Passage provided:
Where do people fit in?

In 1998 WORLDwrite Brazil exchange participants made their first film. To mark the 10th anniversary the charity has digitised their work and released it here (see film below). Many of the lessons learned and discussion raised remain remarkably pertinent 10 years on.

WORLDwrite is organising an exchange visit between European students and students from the Amazon region of Brazil.

The first leg of the exchange - the Brazilian Amazon Youth Exchange '98 - will take place in July and August 1998. This pack is designed to complement this part of the exchange.
PictureBrazil is most commonly presented in the developed West as a country of extreme and often brutal contrasts. We are told that Brazil is a nation with an abundance of wealth but that this is unfairly distributed; that it combines conditions akin to those found in the poorest regions of Africa with the richest lifestyles to be had in the developed West; a country which can present the best football spectacle in the world and the most delirious street party, yet cannot feed its own people.
However, there is one contrast in Brazil which many in the Western developed nations celebrate and wish to retain. This is the contrast between Brazil's industrialised south east and its Amazonian region. For Western environmentalists the relatively undeveloped character of the Amazon is positive for Brazilians and for the rest of the world. In contrast, Brazil's industrial areas are condemned for their destructive impact upon the environment and Brazil's people.
When Brazil attempts to develop the Amazon region in order to turn it into a resource, it is condemned for the environmental destruction that this would inflict upon the Amazon and the world.

Spatial annotation records:

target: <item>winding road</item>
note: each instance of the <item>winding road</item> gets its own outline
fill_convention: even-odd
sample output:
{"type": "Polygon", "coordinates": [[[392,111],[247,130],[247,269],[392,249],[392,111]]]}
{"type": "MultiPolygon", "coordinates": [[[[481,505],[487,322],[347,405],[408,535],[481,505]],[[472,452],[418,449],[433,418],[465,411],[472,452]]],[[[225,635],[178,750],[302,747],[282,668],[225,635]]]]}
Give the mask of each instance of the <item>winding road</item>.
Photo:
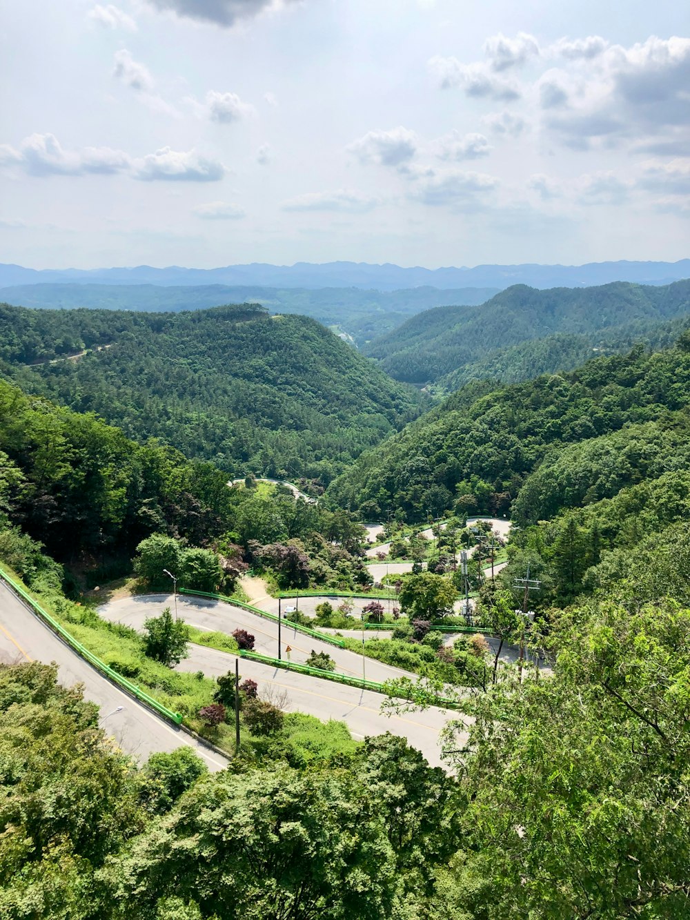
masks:
{"type": "Polygon", "coordinates": [[[212,771],[227,760],[191,735],[159,718],[148,707],[111,684],[51,630],[0,581],[0,661],[6,664],[39,661],[58,665],[60,683],[84,685],[86,699],[100,707],[100,726],[118,746],[140,762],[156,751],[192,748],[212,771]]]}
{"type": "MultiPolygon", "coordinates": [[[[147,616],[157,615],[165,607],[174,609],[174,598],[171,594],[124,598],[105,604],[98,613],[105,619],[141,628],[147,616]]],[[[276,655],[277,624],[241,607],[201,598],[178,596],[178,613],[190,626],[201,629],[225,633],[232,633],[236,628],[247,629],[256,638],[257,651],[276,655]]],[[[318,639],[291,629],[285,624],[282,626],[281,638],[283,656],[286,655],[287,646],[290,646],[293,661],[304,661],[314,649],[330,655],[336,661],[339,672],[358,677],[362,675],[362,657],[355,652],[319,642],[318,639]]],[[[208,676],[218,676],[234,670],[236,658],[236,655],[228,652],[190,643],[190,657],[180,661],[178,668],[180,671],[202,671],[208,676]]],[[[431,707],[423,712],[386,715],[381,712],[381,704],[385,697],[370,690],[360,690],[319,677],[283,671],[249,659],[240,658],[239,666],[242,677],[251,677],[259,684],[259,690],[284,693],[285,708],[288,711],[305,712],[323,721],[330,719],[342,719],[348,724],[353,737],[359,740],[385,731],[402,735],[413,747],[421,751],[432,766],[443,765],[440,733],[446,722],[455,718],[454,713],[431,707]]],[[[371,658],[364,660],[364,669],[367,680],[385,681],[399,676],[417,679],[415,674],[382,664],[371,658]]]]}

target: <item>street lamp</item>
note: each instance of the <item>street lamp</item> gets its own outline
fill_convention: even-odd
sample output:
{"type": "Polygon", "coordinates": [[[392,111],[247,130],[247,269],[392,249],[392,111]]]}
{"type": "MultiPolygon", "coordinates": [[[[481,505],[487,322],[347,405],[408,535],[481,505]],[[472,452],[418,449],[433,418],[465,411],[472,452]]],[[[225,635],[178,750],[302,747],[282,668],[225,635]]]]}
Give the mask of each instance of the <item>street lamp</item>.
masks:
{"type": "Polygon", "coordinates": [[[123,707],[123,706],[119,706],[119,707],[117,707],[117,709],[113,709],[113,710],[112,710],[112,712],[109,712],[107,716],[104,716],[104,717],[103,717],[103,719],[101,719],[101,721],[102,721],[102,722],[105,722],[105,720],[106,720],[107,719],[109,719],[109,718],[110,718],[110,716],[115,716],[115,715],[117,715],[117,713],[118,713],[118,712],[121,712],[121,711],[122,711],[122,709],[124,709],[124,707],[123,707]]]}
{"type": "Polygon", "coordinates": [[[175,601],[175,622],[177,623],[178,622],[178,580],[173,575],[172,572],[169,572],[167,570],[167,569],[164,569],[163,571],[165,572],[166,575],[167,575],[169,578],[173,580],[173,599],[175,601]]]}

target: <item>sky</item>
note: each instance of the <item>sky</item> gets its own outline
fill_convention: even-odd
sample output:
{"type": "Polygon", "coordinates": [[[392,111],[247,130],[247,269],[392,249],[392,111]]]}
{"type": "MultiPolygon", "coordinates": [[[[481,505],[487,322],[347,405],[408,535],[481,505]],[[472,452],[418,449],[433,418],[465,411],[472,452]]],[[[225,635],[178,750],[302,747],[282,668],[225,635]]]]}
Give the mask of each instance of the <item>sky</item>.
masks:
{"type": "Polygon", "coordinates": [[[690,255],[678,0],[22,0],[0,261],[690,255]]]}

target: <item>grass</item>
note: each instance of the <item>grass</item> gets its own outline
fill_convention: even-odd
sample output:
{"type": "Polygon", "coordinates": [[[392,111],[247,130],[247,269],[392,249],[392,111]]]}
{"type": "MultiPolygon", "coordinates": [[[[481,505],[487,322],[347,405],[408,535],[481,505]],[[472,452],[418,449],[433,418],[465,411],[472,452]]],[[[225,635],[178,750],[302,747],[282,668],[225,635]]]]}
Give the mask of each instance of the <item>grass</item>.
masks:
{"type": "MultiPolygon", "coordinates": [[[[136,630],[120,623],[102,620],[95,604],[70,601],[57,592],[29,588],[17,572],[5,566],[8,574],[23,585],[28,593],[64,627],[93,655],[117,671],[122,677],[145,690],[163,706],[183,716],[184,724],[232,755],[235,753],[235,725],[224,723],[217,729],[206,728],[198,717],[199,709],[213,702],[214,678],[201,672],[173,671],[144,653],[136,630]]],[[[102,603],[103,596],[99,598],[102,603]]],[[[221,651],[236,652],[237,643],[224,633],[203,633],[190,628],[190,640],[221,651]]],[[[243,748],[251,759],[287,759],[294,765],[306,766],[317,760],[350,754],[360,746],[344,722],[321,722],[305,713],[288,713],[284,728],[271,738],[257,738],[242,730],[243,748]]]]}

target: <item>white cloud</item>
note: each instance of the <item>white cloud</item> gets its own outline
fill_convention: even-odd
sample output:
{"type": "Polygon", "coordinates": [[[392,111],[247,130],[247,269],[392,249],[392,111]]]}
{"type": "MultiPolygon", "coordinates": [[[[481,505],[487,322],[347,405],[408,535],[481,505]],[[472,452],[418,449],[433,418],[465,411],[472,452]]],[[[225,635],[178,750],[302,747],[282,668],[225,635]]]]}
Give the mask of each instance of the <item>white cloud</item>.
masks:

Tasks to complete:
#1 In the passage on Brazil, when will the first leg of the exchange take place?
#2 Print the part of the passage on Brazil between "The first leg" and "of the exchange.", inclusive.

Answers in order:
#1 In July and August 1998.

#2
The first leg of the exchange - the Brazilian Amazon Youth Exchange '98 - will take place in July and August 1998. This pack is designed to complement this part of the exchange.